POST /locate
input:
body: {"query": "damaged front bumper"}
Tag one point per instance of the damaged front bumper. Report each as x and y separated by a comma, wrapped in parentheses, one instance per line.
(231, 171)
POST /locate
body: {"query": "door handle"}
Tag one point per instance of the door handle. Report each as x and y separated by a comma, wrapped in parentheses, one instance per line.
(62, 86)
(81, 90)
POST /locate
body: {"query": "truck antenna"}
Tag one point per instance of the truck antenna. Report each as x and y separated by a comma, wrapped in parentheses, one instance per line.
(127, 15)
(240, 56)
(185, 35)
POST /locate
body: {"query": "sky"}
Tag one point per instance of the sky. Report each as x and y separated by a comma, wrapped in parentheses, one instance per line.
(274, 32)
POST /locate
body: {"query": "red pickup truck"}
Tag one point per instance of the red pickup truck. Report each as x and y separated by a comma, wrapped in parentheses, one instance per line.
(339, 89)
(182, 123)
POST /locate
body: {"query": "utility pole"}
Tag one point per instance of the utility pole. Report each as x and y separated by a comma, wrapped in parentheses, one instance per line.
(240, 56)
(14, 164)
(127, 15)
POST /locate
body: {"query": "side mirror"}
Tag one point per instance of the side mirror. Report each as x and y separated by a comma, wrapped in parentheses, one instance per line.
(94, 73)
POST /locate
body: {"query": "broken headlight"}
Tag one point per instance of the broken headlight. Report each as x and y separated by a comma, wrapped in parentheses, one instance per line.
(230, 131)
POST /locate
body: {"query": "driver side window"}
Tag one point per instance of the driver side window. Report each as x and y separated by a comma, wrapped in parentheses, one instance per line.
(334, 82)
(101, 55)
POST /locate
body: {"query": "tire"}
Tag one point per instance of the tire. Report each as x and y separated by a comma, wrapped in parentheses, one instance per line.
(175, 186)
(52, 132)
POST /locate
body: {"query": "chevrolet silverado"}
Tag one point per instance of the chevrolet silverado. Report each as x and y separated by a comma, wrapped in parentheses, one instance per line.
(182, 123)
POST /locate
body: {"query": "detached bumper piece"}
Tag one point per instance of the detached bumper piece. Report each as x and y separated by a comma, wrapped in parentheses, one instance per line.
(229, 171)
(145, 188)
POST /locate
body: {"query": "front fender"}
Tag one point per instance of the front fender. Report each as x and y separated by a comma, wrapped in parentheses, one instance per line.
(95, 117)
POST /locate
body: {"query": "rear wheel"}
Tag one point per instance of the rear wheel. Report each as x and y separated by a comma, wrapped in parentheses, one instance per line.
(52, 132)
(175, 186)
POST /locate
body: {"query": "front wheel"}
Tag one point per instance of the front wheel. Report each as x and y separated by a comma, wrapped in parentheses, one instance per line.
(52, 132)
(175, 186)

Activity: An exact transcript of all the records is the expected result.

Completed exercise:
POST /locate
input:
body: {"query": "damaged front bumper"}
Tag one point per instance of the damaged front bumper. Report each as x and y separated by a comma, wrapped in parentheses, one instance per line.
(231, 171)
POST /locate
body: {"query": "door handle"}
Tag one point per instance of the door handle. Report each as x and y separated by a comma, wrapped in parentheses, one instance per line.
(62, 86)
(81, 90)
POST /locate
body: {"query": "truck antenna"}
Tag one point per instance of the truck antenna. Report each as x and y separated by a comma, wrapped in parentheses, one instance per line.
(127, 15)
(240, 56)
(185, 35)
POST /locate
body: {"query": "sky"}
Tag one point per instance of the sky. Report each as x and y separated by a comma, wrapped in parentheses, one instance per line.
(274, 32)
POST /locate
body: {"query": "red pickup truck"}
Tag one point per instance of the red pickup truck. Report each as x and y separated by a comma, wrapped in parentheses, one instance per line.
(339, 89)
(182, 123)
POST /locate
body: {"query": "utility pole"}
Tag one point per instance of the utility pole. Report each as x and y separated by a comma, wrapped in parentheses, one instance per line.
(240, 56)
(14, 164)
(127, 15)
POST /locate
body: {"query": "side mirror"}
Tag one point per instance of the side mirror. Report each as x and y separated by a comma, wrapped in parentheses, one instance per line.
(94, 73)
POST /locate
body: {"query": "broken headlight"}
Tag one point per instance of the broken headlight. Report each as x and y separated by a comma, wrapped in parentheses, one instance per line.
(230, 131)
POST /locate
body: {"query": "driver side window"}
Tag one point per instance of the driver side window. Report each as x and y separated by a comma, wrapped in parentheses, one instance per line.
(334, 82)
(101, 55)
POST /locate
body: {"query": "tire"}
Tag one point per instance of the tire. Report each as x and y separated by a comma, wrapped in parentheses, one instance per line.
(175, 186)
(52, 132)
POST /locate
body: {"query": "chevrolet silverado"}
Tag one point per instance of the chevrolet silverado. Report each as x and y separated by a comma, wrapped in parentheses, one instance per line.
(182, 123)
POST /locate
body: {"query": "detached bumper piece"}
Tag one point per instance of the detached bumper piece. Report each as x and y separated by a comma, wrapped in parentheses, one instance per line.
(229, 171)
(145, 188)
POST /locate
body: {"query": "front fender"}
Tag one point per instance of the front fender. Report each as x and y separated by a comma, wrapped in parentheses, one instance per line.
(95, 117)
POST /locate
body: {"query": "rear wheel"}
Tag one point per instance of the rear wheel. Report each as x and y separated by a comma, wrapped in parentheses, one instance per line.
(52, 132)
(175, 186)
POST /locate
body: {"query": "front wheel"}
Tag one point per instance of the front wheel. Report each as x and y separated by a comma, wrapped in parentheses, one instance per line.
(52, 132)
(175, 186)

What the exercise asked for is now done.